### Consignes
A – Reproduisez fidèlement un passage de l'extrait, à partir des mots « Pourquoi faire intervenir » et jusqu'aux mots « deux bénédictions différentes. » inclus.
B – D'après l'extrait, comment Saint Jean de Saint Denis qualifie-t-il le premier récit de la création dans le livre de la Genèse ?
C – Relevez tous les termes que l'extrait place entre parenthèses à la fin pour expliciter le mouvement d'élection/exception.

===== Extrait

PUISQUE « Nous sommes tous prêtres »,
pourquoi ne pas bénir ma maison moi-même ?
Pourquoi faire intervenir l’église ?
Diacre
Gilles Zuang
Pour comprendre la différence
qui peut exister entre une bénédiction personnelle et
une bénédiction située dans le cadre de l’Eglise
et opérée par un prêtre[1] de l’Eglise, peut-être
faut-il se remettre en mémoire les deux récits de la création
et mettre en lumière les différences existant entre ces
récits. Il y est en effet question de bénédictions,
mais de deux bénédictions différentes.
Genèse, chapitre premier,
verset 28 : Dieu les bénit et leur dit : Soyez féconds,
multipliez, emplissez la terre et soumettez-la ; dominez sur les poissons
de la mer, les oiseaux du ciel et tous les animaux qui rampent sur la
terre.
Genèse, chapitre 2, verset
3 : Dieu bénit le septième jour et le sanctifia, car il
avait chômé après tout son ouvrage de création.
Dans le premier récit
ce sont les personnes qui sont bénies. Dans le second c’est
un espace, une circonstance qui est bénie.
Il est sûrement bon ici
de se souvenir que, d’après Saint Jean de Saint Denis,
le premier récit de la création dans le livre de la Genèse
est un récit cosmogonique qui narre la création du
cosmos soutenu par une diade unitive dont le mouvement est : condescendance/élévation.
Alors que le deuxième récit est un récit hiérogonique,
qui raconte les origines et la création de l’Eglise au
sein même de ce cosmos, création soutenue celle-ci par
une diade élective au mouvement d’élection/exception
(séparation, mise à part, consécration, sacralisation).

==========
===== Données fournies

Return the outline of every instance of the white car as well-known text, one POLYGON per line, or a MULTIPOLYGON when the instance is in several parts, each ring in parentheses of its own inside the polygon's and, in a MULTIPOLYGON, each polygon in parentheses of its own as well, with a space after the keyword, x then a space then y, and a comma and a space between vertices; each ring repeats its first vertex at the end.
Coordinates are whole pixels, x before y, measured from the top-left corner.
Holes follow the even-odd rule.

==========
===== Données fournies

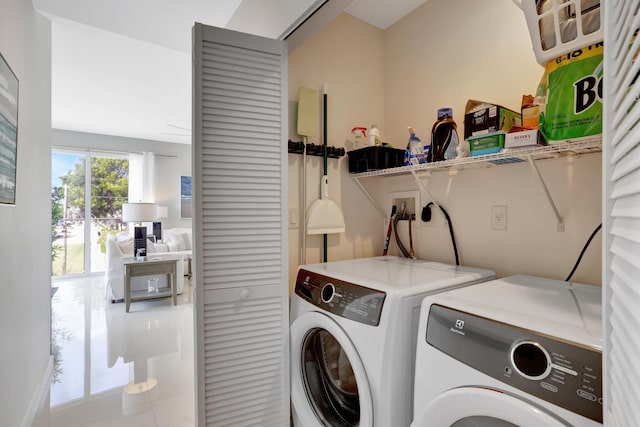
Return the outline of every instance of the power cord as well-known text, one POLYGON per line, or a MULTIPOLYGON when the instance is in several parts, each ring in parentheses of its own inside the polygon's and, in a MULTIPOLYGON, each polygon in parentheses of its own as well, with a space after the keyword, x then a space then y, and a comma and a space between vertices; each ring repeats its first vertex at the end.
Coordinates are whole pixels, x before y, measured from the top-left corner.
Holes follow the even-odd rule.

==========

### Réponses par consigne
A –
Pourquoi faire intervenir l’église ?
Diacre
Gilles Zuang
Pour comprendre la différence
qui peut exister entre une bénédiction personnelle et
une bénédiction située dans le cadre de l’Eglise
et opérée par un prêtre[1] de l’Eglise, peut-être
faut-il se remettre en mémoire les deux récits de la création
et mettre en lumière les différences existant entre ces
récits. Il y est en effet question de bénédictions,
mais de deux bénédictions différentes.

B – Il le qualifie de récit cosmogonique, qui narre la création du cosmos.

C –
séparation
mise à part
consécration
sacralisation